* [PROBLEM]
Set down each of the items below verbatim, keeping every line in its original order.

* [DATA SECTION]
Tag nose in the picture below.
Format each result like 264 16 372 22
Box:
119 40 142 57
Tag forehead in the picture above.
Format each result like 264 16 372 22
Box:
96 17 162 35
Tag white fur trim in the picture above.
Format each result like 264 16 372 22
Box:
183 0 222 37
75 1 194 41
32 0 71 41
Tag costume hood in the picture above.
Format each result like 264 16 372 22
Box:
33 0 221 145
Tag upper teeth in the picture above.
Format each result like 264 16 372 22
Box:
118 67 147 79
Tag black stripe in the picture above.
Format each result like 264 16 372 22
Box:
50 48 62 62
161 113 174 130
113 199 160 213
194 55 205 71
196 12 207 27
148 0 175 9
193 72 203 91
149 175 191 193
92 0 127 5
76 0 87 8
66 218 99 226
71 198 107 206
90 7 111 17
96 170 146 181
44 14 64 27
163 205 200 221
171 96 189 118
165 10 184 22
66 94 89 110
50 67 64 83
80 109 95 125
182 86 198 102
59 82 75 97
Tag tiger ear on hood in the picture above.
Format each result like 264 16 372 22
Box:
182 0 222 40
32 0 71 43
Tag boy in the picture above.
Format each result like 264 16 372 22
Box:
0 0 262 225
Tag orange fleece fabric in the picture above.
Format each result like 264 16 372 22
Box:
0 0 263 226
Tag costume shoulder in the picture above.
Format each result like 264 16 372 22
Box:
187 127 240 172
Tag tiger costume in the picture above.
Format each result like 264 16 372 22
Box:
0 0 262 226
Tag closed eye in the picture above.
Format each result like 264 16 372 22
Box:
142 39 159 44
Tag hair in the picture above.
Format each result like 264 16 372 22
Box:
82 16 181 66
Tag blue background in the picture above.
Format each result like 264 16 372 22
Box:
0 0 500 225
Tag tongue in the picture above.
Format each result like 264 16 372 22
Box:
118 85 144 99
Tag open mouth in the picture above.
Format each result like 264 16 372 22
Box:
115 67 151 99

* [TASK ANSWER]
Tag nose in the picture below.
Format each result like 264 16 372 22
Box:
119 40 142 57
Tag forehead in the picture above.
Format each result like 264 16 372 22
Box:
96 17 162 35
Tag white fur trim in the picture above.
Format each result like 264 16 372 22
Box:
183 0 222 37
75 1 194 41
32 0 71 41
Tag costume hood in the picture above.
Format each result like 264 16 372 22
Box:
33 0 221 145
Tag upper teeth in the picture above.
Format each result like 264 16 372 22
Box:
118 67 147 79
Tag black stripe in the picture above.
Format each result like 264 16 372 22
Box:
50 48 62 62
161 113 174 130
113 199 160 213
194 55 205 71
196 12 207 27
148 0 175 9
193 72 203 91
149 175 191 193
92 0 127 5
76 0 87 8
66 218 99 226
71 198 107 206
90 7 111 17
96 170 146 181
44 14 64 27
163 205 200 221
171 96 189 118
165 10 184 22
66 94 89 110
50 67 64 83
80 109 95 125
182 86 198 102
59 82 75 97
Tag tiger ear on hood in the picture above.
Format each result like 264 16 372 22
Box:
182 0 222 40
32 0 71 43
Tag boy in the picture above.
Format each result like 264 16 372 22
Box:
0 0 262 225
Tag orange fleece fabric in the picture above.
Format each result like 264 16 372 22
Box:
0 0 263 226
Tag costume shoulder in the picture above.
Format each result like 264 16 372 22
Box:
187 127 240 172
Tag tiger costume in the picture above.
Format each result like 264 16 372 22
Box:
0 0 262 226
Tag closed eye in the picture above.
Format each result like 264 16 372 22
Box:
142 39 159 44
Tag hair in the picture above.
Format each result like 264 16 372 22
Box:
82 16 181 66
Tag blue background in the picture above.
Format each result like 264 16 372 22
Box:
0 0 500 225
Tag tongue in the picture above.
Format each result like 264 16 372 22
Box:
118 85 144 99
Tag open mouth in the picture above.
Format each result like 264 16 372 22
Box:
115 67 151 99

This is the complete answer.